With every mark kept, transcribe all of the records.

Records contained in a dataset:
^^^^^^^^
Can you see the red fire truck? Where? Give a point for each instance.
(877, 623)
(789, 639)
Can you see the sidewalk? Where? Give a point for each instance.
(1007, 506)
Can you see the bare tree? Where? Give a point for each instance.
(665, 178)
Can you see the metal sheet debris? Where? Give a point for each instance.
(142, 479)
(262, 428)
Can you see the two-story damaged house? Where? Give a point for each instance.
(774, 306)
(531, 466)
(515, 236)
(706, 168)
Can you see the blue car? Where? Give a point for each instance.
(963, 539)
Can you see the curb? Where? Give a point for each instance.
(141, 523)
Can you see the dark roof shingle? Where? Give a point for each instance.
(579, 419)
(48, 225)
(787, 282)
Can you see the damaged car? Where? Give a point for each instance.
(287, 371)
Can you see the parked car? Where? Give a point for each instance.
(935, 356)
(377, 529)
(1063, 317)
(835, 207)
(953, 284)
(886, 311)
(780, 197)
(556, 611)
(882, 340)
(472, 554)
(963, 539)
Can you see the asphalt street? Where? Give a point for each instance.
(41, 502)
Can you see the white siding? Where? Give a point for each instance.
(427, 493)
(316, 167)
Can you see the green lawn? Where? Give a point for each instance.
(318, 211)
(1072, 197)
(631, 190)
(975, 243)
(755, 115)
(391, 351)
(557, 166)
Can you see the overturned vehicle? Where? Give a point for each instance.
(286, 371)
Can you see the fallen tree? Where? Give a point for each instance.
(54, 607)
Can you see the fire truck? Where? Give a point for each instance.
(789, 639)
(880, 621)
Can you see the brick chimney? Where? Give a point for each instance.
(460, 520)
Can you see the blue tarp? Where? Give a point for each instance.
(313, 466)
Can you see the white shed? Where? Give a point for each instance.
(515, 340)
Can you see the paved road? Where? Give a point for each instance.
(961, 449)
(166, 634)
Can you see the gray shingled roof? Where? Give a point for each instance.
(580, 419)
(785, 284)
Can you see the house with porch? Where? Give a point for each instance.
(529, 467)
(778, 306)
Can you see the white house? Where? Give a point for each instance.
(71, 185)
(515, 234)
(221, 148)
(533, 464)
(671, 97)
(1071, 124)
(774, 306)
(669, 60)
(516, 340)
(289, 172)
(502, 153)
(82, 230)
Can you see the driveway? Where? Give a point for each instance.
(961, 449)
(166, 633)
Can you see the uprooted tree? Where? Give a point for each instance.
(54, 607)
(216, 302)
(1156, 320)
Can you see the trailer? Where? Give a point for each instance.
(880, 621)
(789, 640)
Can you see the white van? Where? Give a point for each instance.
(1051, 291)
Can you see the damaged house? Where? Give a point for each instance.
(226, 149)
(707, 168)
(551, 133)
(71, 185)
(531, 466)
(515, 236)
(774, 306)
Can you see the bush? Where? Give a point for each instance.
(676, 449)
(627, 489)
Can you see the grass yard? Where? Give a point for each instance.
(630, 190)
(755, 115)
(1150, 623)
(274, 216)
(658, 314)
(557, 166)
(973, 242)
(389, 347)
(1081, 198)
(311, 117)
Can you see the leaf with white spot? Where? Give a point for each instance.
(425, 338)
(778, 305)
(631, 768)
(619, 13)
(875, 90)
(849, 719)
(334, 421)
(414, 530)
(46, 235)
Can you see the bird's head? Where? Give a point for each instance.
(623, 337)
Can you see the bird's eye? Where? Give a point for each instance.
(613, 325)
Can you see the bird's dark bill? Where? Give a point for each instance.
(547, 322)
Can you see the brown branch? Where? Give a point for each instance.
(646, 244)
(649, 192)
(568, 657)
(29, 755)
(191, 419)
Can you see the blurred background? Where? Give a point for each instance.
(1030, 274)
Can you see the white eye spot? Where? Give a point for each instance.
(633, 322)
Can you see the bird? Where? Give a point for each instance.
^^^^^^^^
Answer to this task:
Can you see the red fire truck? Where? Give a point for each instance.
(877, 623)
(789, 639)
Can you see the sidewalk? Where? Give a point for each instance.
(1007, 506)
Can you see the bare tree? Where? Give a point for each instance.
(665, 178)
Can you see the metal sheet debris? Where? Give a point for each instance.
(142, 479)
(262, 428)
Can you see the two-story damaged house? Where? Give a point for each instance.
(774, 306)
(531, 466)
(515, 236)
(706, 168)
Can you see the blue car? Where? Give a point for each instance.
(963, 539)
Can you see the curb? Where? Give a point for each instance.
(141, 523)
Can you see the dark roof shingle? Where? Give a point for each instance.
(579, 419)
(48, 225)
(787, 282)
Can you see the damaged car? Where? Give a point for each instance.
(287, 371)
Can you see the parked car? Where? Give a point for each instance.
(935, 356)
(377, 529)
(1063, 317)
(835, 207)
(953, 284)
(886, 311)
(780, 197)
(556, 611)
(882, 340)
(472, 554)
(963, 539)
Can you see the asphalt street? Where? Give a point for each instance.
(41, 502)
Can you see the white siding? Where? Give a point for each instance.
(427, 493)
(316, 167)
Can you see the green lawn? Where? Give a point for each instance.
(318, 211)
(1072, 197)
(631, 190)
(975, 243)
(755, 115)
(391, 351)
(557, 166)
Can you see the overturned vehicle? Where? Give a point for each instance.
(286, 371)
Can you see the fallen tree? Where? Give a point for each instance.
(54, 607)
Can you see the fire truck? Where? Give a point for each instance.
(789, 639)
(880, 621)
Can you see the brick chimney? Where? Give a point for each instance.
(460, 520)
Can you see the blue tarp? Where? Give a point for each instance.
(313, 466)
Can you see the white shed? Where? Give a point for each instance.
(515, 340)
Can you see the paved road? Where? Give a point for each instance.
(961, 449)
(166, 634)
Can you see the gray shingled roof? Where? Give a point for each instance.
(580, 419)
(785, 284)
Can you see the house with porch? Where? Give a point for each instance.
(529, 467)
(778, 306)
Can you see the white house? Where? Give a point for each instance.
(71, 185)
(515, 234)
(221, 148)
(533, 464)
(671, 97)
(1071, 124)
(774, 306)
(669, 60)
(516, 340)
(289, 172)
(502, 153)
(82, 230)
Can you see the driveway? Where? Give a point for each instance.
(961, 449)
(166, 633)
Can you see the uprooted tree? Where? Give a point for each instance.
(54, 607)
(216, 302)
(1156, 320)
Can you see the trailer? Where? Give a point for each instance.
(880, 621)
(789, 640)
Can you see the white van? Where? Give a point for each instance.
(1051, 291)
Can you see the damaged house? Where? Give a point for each instance.
(226, 149)
(707, 168)
(551, 133)
(71, 185)
(531, 466)
(515, 236)
(774, 306)
Can you see the bush? Where? Give a point for each instance.
(676, 449)
(627, 489)
Can you see the grass yard? Where? Give a point for each instance.
(630, 190)
(755, 115)
(1150, 623)
(274, 216)
(658, 314)
(557, 166)
(973, 242)
(389, 347)
(1081, 198)
(311, 117)
Can you see the leaf with white spot? Where? Give a point for each instance.
(425, 338)
(778, 305)
(631, 768)
(619, 13)
(875, 90)
(849, 719)
(334, 421)
(414, 530)
(46, 235)
Can you see the bird's head? Where? Give a point for each instance.
(623, 337)
Can you see the bird's eye? Where? Give a point for each instance.
(613, 325)
Can you see the bird's dark bill? Where? Give a point for each instance.
(547, 322)
Can you see the brown branch? Where? Give a point for each instance.
(646, 244)
(649, 192)
(568, 657)
(29, 755)
(191, 419)
Can you see the blurred background? Where? Give a point for each instance.
(1030, 274)
Can you see the white eye spot? Where? Give a point for each instance.
(633, 322)
Can you see the bird? Where? Give a point for each instance.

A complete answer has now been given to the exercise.